* start *

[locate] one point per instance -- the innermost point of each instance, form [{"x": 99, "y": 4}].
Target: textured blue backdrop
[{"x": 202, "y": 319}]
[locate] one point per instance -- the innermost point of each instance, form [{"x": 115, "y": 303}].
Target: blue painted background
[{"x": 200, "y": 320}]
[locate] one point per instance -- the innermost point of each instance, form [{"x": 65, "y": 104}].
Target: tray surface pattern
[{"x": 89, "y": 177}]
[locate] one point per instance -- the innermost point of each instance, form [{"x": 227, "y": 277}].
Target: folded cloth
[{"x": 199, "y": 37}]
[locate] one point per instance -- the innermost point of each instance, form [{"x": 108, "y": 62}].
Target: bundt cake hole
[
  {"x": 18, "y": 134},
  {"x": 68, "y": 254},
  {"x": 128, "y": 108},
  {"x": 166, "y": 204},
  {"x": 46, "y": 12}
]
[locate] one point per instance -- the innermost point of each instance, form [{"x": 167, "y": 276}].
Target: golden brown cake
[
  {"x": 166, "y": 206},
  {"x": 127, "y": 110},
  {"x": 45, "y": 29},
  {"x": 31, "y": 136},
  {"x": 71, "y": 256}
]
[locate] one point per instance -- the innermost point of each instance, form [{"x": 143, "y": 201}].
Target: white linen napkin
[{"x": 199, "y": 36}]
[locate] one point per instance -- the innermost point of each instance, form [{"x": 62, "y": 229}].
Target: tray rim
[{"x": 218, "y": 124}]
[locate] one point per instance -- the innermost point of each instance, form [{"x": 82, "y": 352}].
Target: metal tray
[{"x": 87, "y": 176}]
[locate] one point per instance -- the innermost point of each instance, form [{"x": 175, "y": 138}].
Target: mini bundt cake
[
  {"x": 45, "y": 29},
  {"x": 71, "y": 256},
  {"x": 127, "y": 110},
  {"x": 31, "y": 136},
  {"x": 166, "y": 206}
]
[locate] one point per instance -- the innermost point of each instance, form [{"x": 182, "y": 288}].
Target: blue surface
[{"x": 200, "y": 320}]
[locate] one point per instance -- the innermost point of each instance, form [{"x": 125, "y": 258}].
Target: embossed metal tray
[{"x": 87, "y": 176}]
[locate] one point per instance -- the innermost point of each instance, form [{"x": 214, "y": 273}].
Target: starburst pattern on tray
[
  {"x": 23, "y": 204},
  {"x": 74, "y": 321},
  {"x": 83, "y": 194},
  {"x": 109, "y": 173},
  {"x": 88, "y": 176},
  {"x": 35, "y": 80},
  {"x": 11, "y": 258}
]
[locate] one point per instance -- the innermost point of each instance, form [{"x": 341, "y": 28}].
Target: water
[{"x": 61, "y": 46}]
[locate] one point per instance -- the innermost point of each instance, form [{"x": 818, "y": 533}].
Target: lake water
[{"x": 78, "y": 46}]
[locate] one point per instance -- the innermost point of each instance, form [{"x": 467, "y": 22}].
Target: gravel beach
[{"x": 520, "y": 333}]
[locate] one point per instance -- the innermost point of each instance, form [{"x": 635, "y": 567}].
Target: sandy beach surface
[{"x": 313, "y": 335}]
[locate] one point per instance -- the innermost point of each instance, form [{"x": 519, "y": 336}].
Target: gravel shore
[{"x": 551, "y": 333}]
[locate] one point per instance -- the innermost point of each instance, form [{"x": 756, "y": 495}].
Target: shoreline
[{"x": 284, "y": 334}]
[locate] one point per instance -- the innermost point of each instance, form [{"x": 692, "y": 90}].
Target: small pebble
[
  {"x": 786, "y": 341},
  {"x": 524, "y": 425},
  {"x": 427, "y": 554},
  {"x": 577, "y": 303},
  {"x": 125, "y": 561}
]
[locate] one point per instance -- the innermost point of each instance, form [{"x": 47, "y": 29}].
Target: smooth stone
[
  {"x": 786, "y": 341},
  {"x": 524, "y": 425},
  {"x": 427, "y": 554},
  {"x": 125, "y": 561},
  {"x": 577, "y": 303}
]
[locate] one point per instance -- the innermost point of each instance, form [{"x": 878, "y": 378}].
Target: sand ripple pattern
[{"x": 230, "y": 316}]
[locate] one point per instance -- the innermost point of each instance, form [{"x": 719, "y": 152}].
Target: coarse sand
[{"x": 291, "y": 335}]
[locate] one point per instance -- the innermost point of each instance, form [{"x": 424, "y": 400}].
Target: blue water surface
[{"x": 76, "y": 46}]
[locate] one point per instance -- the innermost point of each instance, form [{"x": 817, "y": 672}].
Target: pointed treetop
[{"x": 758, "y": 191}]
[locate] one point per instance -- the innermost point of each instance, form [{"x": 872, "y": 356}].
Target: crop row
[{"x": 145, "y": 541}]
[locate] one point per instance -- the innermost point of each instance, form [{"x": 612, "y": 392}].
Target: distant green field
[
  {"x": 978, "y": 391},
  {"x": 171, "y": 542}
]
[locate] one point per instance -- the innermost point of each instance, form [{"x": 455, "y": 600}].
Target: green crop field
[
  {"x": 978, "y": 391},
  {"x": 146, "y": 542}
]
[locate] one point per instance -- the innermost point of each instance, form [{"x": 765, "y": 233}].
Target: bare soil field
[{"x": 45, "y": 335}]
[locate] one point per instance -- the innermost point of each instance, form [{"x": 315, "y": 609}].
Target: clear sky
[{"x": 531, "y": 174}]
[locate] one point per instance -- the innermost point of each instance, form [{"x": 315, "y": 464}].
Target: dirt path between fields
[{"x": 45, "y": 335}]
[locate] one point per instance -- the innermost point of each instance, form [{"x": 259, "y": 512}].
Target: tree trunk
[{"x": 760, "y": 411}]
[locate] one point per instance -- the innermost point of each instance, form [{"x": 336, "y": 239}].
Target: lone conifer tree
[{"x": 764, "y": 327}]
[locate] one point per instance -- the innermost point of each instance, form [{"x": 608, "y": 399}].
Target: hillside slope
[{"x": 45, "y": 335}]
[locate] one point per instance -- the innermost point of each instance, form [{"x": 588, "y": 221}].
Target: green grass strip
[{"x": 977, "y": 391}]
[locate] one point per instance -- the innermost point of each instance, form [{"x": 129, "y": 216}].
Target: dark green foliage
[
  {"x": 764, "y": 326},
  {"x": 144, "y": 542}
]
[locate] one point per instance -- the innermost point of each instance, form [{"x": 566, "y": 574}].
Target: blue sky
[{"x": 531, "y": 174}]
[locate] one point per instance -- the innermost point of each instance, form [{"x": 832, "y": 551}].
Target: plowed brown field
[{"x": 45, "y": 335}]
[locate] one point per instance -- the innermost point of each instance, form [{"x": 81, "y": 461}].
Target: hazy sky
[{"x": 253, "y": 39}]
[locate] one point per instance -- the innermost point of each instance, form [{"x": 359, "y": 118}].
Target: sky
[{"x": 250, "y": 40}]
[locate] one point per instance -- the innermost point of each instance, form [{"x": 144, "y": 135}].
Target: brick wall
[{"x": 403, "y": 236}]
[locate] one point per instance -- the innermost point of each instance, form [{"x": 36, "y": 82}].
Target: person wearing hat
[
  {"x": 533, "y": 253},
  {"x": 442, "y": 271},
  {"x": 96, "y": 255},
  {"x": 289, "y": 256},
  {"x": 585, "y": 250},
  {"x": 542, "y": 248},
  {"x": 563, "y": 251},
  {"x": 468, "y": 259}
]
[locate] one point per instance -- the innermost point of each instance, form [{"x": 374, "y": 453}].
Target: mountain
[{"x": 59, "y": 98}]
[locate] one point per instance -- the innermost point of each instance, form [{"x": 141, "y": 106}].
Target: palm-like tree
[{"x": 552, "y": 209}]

* end *

### Objective
How many lines in the items above contain the string "tray"? Case counts. Reply with the number only.

### Result
5